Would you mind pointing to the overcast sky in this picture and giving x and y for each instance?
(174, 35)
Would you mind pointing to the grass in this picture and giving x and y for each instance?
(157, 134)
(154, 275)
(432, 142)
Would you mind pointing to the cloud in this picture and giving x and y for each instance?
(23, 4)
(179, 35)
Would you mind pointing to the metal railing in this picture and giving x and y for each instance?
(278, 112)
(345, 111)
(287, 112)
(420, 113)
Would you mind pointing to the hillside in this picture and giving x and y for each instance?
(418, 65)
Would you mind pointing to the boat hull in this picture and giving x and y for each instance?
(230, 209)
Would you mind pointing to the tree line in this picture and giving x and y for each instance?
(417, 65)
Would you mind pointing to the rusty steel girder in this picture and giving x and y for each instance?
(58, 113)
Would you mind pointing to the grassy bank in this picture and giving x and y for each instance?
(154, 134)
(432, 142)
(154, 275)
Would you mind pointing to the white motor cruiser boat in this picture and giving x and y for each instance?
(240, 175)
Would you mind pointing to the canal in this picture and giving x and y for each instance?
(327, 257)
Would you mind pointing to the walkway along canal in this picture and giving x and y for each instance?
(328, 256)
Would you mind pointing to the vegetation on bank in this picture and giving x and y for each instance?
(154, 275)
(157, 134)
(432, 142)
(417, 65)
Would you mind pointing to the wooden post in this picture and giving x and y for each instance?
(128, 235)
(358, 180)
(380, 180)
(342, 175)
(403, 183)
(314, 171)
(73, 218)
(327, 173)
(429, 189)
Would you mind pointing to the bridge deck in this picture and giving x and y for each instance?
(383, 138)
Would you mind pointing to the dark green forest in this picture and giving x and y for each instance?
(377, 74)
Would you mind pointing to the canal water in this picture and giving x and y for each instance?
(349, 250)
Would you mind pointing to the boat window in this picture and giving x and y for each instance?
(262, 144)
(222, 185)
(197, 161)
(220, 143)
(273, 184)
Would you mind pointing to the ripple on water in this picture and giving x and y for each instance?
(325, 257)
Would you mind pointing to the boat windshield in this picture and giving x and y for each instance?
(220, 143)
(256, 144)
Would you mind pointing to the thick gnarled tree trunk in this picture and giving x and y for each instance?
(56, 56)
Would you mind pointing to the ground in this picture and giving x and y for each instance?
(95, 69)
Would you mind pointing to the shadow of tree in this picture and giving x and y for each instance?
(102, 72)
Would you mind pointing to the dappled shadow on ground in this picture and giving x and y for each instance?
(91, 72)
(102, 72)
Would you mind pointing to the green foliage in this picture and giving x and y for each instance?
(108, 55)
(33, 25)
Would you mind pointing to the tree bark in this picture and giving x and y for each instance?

■ TASK INSTRUCTIONS: Write out each line exactly, as it is shown above.

■ RESPONSE TO THIS EXERCISE:
Would you mind pointing to the overcast sky in this picture and giving x and y for each instance?
(174, 35)
Would you mind pointing to the grass in this picture and giving x and y for each instance?
(157, 134)
(154, 275)
(432, 142)
Would you mind pointing to the cloud in this picture and giving x and y for each instance?
(23, 4)
(179, 35)
Would you mind pointing to the metal railing in this picture and giving x and y for each instance?
(278, 112)
(345, 111)
(287, 112)
(420, 113)
Would you mind pointing to the hillside in this picture and giving x and y for each instance?
(418, 65)
Would you mind pointing to the boat hull in this picture and giving x and y for each instance?
(230, 209)
Would you mind pointing to the tree line in this picture and giving x and y for each instance?
(417, 65)
Would you mind pointing to the rusty steel girder in this picture and giving x and y for each instance?
(58, 113)
Would you mind pointing to the grassy bank in this picture and giving x and y for each instance?
(154, 134)
(432, 142)
(154, 275)
Would you mind pointing to the white motor cruiser boat in this picture and giving x and y for each instance?
(240, 175)
Would you mind pointing to the canal in this picture and giving x and y for each instance?
(327, 257)
Would you mind pointing to the walkway along canal in this picture and giving x and y for each instance?
(328, 256)
Would you mind pointing to the vegetation on bank in this picture and giving x and y for each instance?
(154, 275)
(157, 134)
(432, 142)
(417, 65)
Would you mind pointing to the wooden post in this picture and giving x and y for each instance?
(128, 235)
(358, 180)
(380, 180)
(342, 175)
(403, 183)
(314, 171)
(73, 218)
(327, 173)
(429, 189)
Would you mind pointing to the bridge deck in this picture and giving x and y for each instance?
(383, 138)
Would you mind pointing to the dark green forest in this picture and giving x and y for each instance?
(377, 74)
Would you mind pointing to the canal water in this picture and giving x and y for each instance?
(349, 250)
Would you mind pointing to the boat window in this picture and giving x and y for each instance?
(262, 144)
(222, 185)
(197, 161)
(220, 143)
(273, 184)
Would you mind pointing to the ripple on water in this picture and giving x and y for each instance?
(325, 257)
Would you mind pointing to the boat windshield in this picture and giving x and y for each instance?
(220, 143)
(256, 144)
Would you mind pointing to the thick gnarled tree trunk in this picture and giving x and y for each instance?
(56, 56)
Would you mind pointing to the ground in this picture and giving x and y for each instance?
(95, 69)
Would you mind pointing to the shadow of tree in this picture and giving x and y for each instance?
(102, 72)
Would you mind pointing to the dappled shadow on ground in this picture and giving x and y for each instance?
(91, 72)
(102, 72)
Would you mind pointing to the green foliage in this picture and giving x and y for each instance?
(108, 55)
(33, 25)
Would you mind pointing to the tree bark in this picture and giving x and y for each instance?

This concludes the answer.